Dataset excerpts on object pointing
>>>

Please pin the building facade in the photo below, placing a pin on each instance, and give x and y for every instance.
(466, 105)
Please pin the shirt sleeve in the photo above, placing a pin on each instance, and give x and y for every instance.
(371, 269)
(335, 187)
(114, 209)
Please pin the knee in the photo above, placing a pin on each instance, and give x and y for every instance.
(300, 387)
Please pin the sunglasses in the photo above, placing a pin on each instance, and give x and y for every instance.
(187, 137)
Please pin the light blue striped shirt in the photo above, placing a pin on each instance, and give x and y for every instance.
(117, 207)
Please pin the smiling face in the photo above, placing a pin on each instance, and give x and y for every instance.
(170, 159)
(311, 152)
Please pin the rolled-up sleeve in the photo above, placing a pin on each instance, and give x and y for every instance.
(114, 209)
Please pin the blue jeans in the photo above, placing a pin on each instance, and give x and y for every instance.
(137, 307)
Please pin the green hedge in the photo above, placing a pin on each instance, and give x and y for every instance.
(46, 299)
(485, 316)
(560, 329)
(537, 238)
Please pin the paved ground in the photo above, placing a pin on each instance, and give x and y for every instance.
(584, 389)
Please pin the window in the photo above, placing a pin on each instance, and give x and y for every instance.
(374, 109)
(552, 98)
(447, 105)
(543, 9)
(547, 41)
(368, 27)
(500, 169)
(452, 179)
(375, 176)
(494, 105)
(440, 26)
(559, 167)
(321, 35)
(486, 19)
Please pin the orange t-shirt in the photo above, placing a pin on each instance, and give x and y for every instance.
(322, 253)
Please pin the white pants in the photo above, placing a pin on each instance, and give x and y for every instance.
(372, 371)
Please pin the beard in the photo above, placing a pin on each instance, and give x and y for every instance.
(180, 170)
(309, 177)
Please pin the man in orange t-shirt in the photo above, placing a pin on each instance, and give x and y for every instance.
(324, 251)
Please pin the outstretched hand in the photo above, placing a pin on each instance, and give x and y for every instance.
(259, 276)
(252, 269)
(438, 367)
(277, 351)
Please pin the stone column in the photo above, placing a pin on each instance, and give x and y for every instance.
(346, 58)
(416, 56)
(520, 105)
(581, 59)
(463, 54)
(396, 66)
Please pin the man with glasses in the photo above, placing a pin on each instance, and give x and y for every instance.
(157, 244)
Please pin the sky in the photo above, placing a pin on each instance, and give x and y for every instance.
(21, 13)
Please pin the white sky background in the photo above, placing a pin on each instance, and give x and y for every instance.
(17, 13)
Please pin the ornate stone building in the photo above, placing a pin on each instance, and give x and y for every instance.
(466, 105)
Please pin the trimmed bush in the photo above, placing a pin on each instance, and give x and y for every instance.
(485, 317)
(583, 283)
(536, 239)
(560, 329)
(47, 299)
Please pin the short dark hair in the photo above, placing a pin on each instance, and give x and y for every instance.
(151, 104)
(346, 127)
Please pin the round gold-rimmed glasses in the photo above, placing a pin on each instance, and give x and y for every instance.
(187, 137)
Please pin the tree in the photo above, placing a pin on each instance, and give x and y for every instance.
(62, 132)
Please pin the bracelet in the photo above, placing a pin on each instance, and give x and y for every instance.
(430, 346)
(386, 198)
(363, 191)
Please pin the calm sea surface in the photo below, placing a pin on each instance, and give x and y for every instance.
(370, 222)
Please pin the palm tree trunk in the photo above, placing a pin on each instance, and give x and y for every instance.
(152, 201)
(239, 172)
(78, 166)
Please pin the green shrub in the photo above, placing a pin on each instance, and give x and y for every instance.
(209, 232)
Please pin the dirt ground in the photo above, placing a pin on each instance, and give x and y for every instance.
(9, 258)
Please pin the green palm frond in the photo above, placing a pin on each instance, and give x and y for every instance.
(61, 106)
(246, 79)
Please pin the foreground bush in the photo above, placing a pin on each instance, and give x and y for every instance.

<<<

:: Exercise brief ::
Edit the records starting with the line that contains "Please pin the short" and going on through the end of the records, replacing each "instance" with "occurrence". Change nothing else.

:: Complete answer ::
Please pin the short dark hair in the photo above, placing a pin on each occurrence, and give x and y for every occurrence.
(151, 104)
(346, 127)
Please pin the round gold-rimmed glasses in the photo above, placing a pin on each occurrence, and give x and y for every occurrence.
(187, 137)
Please pin the tree in the photo above, placing a pin on each occurrence, and give x and y for every occurrence.
(62, 132)
Please pin the bracelet in the photo above, placing a pin on each occurrence, and give x and y for every occurrence.
(430, 346)
(386, 198)
(363, 191)
Please pin the calm sea surface in the photo below, placing a pin on each occurrence, and give x and y for every occurrence.
(370, 222)
Please pin the palm tree trunk in the photo above, placing a pin on each occurrence, and give x and y for every occurrence.
(152, 201)
(239, 172)
(78, 166)
Please pin the green shrub in the photo above, placing a pin on each occurrence, and give x and y for every occurrence.
(209, 232)
Please pin the dirt ground in the photo above, placing a pin on each occurrence, and give x and y for every occurrence.
(9, 258)
Please pin the green palm frond in the photo above, placing a pin on each occurrence, and give x and y for every occurrence.
(61, 106)
(246, 79)
Please pin the foreground bush in the photo above, placing a pin on each occurrence, and give x and y for every occurrence.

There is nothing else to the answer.